### Work item
In the records below, begin at the line containing "# Locate the orange" and end at the line containing "# Locate the forested"; quote every line in that span exactly, including both boundary lines, and no others.
◆ ◆ ◆ ◆ ◆
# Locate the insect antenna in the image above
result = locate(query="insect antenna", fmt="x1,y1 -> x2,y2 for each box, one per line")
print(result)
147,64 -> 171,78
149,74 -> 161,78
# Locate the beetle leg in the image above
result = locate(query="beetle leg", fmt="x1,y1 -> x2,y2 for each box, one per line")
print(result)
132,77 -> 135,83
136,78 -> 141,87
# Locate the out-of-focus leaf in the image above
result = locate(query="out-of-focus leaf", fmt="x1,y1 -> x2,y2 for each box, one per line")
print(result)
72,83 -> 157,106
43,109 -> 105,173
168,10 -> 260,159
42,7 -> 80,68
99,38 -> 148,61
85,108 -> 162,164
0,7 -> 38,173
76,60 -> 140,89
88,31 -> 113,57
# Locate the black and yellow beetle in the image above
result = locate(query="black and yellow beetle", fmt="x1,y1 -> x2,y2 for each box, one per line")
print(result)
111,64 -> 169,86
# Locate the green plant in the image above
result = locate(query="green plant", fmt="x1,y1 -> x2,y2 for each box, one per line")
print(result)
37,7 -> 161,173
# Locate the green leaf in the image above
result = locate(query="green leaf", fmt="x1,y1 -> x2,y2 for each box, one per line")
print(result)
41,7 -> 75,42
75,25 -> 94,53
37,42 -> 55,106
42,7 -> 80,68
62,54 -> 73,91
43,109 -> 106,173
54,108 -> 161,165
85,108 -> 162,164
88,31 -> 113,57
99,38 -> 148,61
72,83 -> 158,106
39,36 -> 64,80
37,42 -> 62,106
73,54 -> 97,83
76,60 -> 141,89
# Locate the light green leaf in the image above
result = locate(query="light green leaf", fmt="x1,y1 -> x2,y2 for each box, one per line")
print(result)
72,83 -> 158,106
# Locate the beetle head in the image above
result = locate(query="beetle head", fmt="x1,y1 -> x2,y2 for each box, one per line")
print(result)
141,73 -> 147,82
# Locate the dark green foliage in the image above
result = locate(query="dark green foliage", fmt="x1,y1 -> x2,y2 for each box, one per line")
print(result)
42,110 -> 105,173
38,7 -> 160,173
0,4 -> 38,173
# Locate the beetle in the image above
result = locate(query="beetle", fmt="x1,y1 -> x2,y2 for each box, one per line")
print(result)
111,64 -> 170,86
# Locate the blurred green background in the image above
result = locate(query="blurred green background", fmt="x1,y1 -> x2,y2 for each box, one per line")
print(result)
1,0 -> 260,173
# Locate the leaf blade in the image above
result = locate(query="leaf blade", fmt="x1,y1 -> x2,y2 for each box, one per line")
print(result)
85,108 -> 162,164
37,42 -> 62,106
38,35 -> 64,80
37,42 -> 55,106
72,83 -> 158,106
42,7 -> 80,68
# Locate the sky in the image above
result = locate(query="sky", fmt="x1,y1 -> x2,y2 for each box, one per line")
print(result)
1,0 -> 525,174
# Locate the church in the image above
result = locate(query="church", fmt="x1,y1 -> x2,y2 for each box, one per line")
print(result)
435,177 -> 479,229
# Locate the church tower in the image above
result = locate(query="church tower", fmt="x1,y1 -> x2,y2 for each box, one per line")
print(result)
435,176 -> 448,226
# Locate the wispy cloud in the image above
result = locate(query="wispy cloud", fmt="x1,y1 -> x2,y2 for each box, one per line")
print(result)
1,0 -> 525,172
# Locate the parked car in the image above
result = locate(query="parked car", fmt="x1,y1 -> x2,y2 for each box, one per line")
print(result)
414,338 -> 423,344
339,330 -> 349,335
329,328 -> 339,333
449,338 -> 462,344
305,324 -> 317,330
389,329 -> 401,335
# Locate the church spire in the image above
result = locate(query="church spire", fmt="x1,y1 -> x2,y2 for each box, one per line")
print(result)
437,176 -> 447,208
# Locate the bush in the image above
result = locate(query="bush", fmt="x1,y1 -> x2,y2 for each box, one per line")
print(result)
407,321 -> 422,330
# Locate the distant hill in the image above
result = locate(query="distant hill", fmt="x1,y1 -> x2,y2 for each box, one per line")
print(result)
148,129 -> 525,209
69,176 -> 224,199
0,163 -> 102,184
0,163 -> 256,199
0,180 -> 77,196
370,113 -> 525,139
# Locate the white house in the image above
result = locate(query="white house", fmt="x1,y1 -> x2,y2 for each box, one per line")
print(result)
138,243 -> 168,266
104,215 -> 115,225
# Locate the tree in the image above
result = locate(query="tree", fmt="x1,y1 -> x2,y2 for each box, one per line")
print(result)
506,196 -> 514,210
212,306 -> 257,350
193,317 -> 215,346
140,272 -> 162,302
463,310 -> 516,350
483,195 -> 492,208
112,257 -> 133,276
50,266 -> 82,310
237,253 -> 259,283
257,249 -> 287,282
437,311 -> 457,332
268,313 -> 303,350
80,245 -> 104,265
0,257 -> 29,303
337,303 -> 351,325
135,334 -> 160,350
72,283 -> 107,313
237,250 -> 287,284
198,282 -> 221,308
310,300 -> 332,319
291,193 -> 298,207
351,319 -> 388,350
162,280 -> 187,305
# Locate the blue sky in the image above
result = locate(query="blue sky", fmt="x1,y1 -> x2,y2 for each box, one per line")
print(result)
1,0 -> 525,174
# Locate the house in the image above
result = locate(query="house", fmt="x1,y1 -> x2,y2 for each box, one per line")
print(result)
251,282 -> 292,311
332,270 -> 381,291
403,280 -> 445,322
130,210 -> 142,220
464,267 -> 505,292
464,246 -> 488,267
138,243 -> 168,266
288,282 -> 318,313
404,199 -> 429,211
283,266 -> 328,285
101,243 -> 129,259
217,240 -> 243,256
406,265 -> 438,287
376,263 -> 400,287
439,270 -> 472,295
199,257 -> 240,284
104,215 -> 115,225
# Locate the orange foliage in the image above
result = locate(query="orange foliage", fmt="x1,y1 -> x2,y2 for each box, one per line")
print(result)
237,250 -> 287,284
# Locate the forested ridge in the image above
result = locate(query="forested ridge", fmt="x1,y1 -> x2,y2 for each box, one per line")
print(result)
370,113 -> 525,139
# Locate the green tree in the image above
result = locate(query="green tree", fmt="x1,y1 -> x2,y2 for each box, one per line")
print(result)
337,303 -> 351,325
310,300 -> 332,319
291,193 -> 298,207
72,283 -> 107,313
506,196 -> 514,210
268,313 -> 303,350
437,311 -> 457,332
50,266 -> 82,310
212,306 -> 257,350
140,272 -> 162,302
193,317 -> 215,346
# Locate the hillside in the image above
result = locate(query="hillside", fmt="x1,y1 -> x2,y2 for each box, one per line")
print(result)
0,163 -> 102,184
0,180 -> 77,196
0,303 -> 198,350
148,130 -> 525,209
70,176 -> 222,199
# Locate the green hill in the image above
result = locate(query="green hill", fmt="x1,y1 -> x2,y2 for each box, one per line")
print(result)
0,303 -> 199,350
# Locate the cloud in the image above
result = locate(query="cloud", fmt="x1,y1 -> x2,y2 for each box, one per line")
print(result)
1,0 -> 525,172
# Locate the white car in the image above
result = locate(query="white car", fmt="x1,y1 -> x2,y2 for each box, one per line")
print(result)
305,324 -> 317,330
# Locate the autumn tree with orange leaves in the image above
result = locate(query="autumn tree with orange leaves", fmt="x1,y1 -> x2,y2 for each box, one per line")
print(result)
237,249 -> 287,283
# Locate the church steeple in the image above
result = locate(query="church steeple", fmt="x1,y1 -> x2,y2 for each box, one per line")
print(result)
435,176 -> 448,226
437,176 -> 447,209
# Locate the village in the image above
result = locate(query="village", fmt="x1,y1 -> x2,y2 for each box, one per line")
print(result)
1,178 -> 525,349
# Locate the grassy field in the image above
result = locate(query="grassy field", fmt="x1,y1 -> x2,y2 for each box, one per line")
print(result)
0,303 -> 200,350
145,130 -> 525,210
◆ ◆ ◆ ◆ ◆
### Response
# Locate the orange foliage in the image above
result = locate(query="orange foliage", fmt="x1,y1 -> x2,y2 for each box, one per line")
print(result)
237,250 -> 287,284
# Locate the forested ridge in the image above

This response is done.